Aim 1 |
Could you reproduce the article about unsold luxury homes in full, word for word?

Reading passage |

Luxury Homes Go Begging

Rancho San Miguel is situated in a high-end, gated golf community in Scottsdale, Ariz., that boasts several pro golfers as residents. Modeled after a classic Mexican hacienda, it totals nearly 9,000 square feet and features beamed ceilings, a full wine cellar, exercise room, hand-wrought ironwork, a heated swimming pool and a courtyard entryway. The one thing it doesn’t have, despite a reduced sale price, is a buyer.

Rancho San Miguel
Casas del Oso
Rancho San Miguel

“In the high end we always kind of thought we were immune to this stuff,” says Christy Smith, president of Casas del Oso Luxury Homes.

The homes the company builds and designs normally sell before they are completed. “After 9/11 we didn't miss a beat," says Smith. "But this time with all the stuff on Wall Street there's a lot of hesitancy.”

During the housing boom, everyone from brokers to buyers to analysts talked about how home prices almost always went up. They forgot to mention very recent periods, like in the late 80s or early 1990s, when in many US cities prices actually dropped —and in some cases stayed flat for years, meaning that in real dollars, values continued to decline.

Materials provided |

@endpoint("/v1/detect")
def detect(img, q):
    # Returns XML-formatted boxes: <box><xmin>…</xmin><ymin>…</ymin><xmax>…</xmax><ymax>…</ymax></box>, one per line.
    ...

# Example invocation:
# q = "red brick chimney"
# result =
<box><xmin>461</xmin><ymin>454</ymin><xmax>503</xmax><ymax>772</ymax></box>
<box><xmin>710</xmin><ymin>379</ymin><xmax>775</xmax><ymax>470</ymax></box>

Aim 2 |
Can you write out every line of the records above, unchanged?

Exercise answer 1 |
Luxury Homes Go Begging

Rancho San Miguel is situated in a high-end, gated golf community in Scottsdale, Ariz., that boasts several pro golfers as residents. Modeled after a classic Mexican hacienda, it totals nearly 9,000 square feet and features beamed ceilings, a full wine cellar, exercise room, hand-wrought ironwork, a heated swimming pool and a courtyard entryway. The one thing it doesn’t have, despite a reduced sale price, is a buyer.

Rancho San Miguel
Casas del Oso
Rancho San Miguel

“In the high end we always kind of thought we were immune to this stuff,” says Christy Smith, president of Casas del Oso Luxury Homes.

The homes the company builds and designs normally sell before they are completed. “After 9/11 we didn't miss a beat," says Smith. "But this time with all the stuff on Wall Street there's a lot of hesitancy.”

During the housing boom, everyone from brokers to buyers to analysts talked about how home prices almost always went up. They forgot to mention very recent periods, like in the late 80s or early 1990s, when in many US cities prices actually dropped —and in some cases stayed flat for years, meaning that in real dollars, values continued to decline.

Exercise answer 2 |
@endpoint("/v1/detect")
def detect(img, q):
    # Returns XML-formatted boxes: <box><xmin>…</xmin><ymin>…</ymin><xmax>…</xmax><ymax>…</ymax></box>, one per line.
    ...

# Example invocation:
# q = "red brick chimney"
# result =
<box><xmin>461</xmin><ymin>454</ymin><xmax>503</xmax><ymax>772</ymax></box>
<box><xmin>710</xmin><ymin>379</ymin><xmax>775</xmax><ymax>470</ymax></box>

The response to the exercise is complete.